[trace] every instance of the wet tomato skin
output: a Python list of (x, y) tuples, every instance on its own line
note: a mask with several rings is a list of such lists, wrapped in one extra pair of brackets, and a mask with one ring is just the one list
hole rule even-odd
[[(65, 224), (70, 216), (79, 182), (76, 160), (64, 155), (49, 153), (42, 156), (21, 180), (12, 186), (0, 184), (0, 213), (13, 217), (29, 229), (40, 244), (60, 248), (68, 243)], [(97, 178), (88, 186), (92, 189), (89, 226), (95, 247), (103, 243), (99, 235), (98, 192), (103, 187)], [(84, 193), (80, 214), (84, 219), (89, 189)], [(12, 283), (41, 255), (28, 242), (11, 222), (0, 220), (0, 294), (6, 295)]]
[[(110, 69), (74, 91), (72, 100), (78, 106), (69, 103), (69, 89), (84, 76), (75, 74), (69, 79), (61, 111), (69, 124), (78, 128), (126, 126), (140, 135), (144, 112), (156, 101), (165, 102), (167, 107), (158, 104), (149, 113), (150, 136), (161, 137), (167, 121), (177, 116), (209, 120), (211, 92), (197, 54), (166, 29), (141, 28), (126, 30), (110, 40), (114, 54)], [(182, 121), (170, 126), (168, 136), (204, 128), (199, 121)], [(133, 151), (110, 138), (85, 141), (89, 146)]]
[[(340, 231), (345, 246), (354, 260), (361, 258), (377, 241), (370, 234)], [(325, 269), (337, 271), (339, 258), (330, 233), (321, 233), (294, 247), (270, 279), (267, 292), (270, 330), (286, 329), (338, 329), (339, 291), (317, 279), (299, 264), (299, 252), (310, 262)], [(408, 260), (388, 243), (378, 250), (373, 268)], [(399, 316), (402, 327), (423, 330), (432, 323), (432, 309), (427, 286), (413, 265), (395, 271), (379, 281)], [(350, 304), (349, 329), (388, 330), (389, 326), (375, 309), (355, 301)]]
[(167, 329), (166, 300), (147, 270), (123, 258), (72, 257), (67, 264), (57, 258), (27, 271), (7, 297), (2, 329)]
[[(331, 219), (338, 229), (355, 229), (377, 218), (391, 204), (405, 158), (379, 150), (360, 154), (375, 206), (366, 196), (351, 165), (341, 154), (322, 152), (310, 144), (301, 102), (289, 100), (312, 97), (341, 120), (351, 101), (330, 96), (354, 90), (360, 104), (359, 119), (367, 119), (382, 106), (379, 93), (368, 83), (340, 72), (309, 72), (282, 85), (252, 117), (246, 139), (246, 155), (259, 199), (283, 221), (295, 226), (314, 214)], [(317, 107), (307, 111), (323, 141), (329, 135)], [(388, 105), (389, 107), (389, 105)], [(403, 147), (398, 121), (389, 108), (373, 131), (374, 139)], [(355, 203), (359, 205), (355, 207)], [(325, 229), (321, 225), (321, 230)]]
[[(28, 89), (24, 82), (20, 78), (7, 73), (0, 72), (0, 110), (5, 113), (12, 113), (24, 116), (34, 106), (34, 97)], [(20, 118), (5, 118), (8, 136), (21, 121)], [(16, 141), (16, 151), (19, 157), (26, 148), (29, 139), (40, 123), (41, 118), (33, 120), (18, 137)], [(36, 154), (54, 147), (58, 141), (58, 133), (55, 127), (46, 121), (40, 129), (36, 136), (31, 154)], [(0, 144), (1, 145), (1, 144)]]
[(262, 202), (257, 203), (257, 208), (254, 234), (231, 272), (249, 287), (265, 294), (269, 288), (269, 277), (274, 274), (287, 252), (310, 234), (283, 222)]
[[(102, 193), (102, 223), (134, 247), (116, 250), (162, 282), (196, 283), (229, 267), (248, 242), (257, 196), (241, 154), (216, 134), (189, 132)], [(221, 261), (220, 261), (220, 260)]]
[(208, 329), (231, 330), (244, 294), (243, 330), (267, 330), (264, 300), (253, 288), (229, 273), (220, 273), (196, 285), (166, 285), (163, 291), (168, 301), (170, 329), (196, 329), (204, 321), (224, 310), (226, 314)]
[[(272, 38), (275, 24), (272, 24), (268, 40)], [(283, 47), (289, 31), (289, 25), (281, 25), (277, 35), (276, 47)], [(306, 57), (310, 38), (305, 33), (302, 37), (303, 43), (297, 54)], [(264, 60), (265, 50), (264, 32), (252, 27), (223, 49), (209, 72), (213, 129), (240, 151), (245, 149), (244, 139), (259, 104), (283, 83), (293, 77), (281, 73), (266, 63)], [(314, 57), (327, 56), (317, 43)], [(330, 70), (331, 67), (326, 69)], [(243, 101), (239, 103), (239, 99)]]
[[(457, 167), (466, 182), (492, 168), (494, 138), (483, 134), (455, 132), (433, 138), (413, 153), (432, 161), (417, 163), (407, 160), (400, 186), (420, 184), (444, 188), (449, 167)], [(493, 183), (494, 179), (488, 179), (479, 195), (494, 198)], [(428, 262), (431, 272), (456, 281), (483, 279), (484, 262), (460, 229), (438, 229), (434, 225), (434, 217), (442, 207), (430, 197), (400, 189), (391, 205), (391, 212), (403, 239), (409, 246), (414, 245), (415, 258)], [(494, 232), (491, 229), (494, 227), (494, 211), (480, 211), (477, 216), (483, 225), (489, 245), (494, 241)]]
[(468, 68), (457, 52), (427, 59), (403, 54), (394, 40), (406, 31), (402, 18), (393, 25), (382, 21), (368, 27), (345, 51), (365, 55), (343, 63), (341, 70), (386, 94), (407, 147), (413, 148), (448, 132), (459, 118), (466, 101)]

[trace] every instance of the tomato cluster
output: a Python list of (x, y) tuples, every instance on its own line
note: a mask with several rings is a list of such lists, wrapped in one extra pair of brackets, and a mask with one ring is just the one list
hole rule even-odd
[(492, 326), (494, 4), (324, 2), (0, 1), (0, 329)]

**********

SHORT TASK | Retype the listing above exactly, starting at the line that contains "[trace] every instance of the tomato cluster" and continuing through its final line, both included.

FULL ANSWER |
[trace] every instance of the tomato cluster
output: a Python list of (x, y) tuples, every instance on its own line
note: a mask with several rings is a list of such lists, wrapped in one extra pair of brackets, and a mask with one ring is just the one list
hole rule even-odd
[(492, 326), (494, 4), (324, 2), (0, 1), (0, 329)]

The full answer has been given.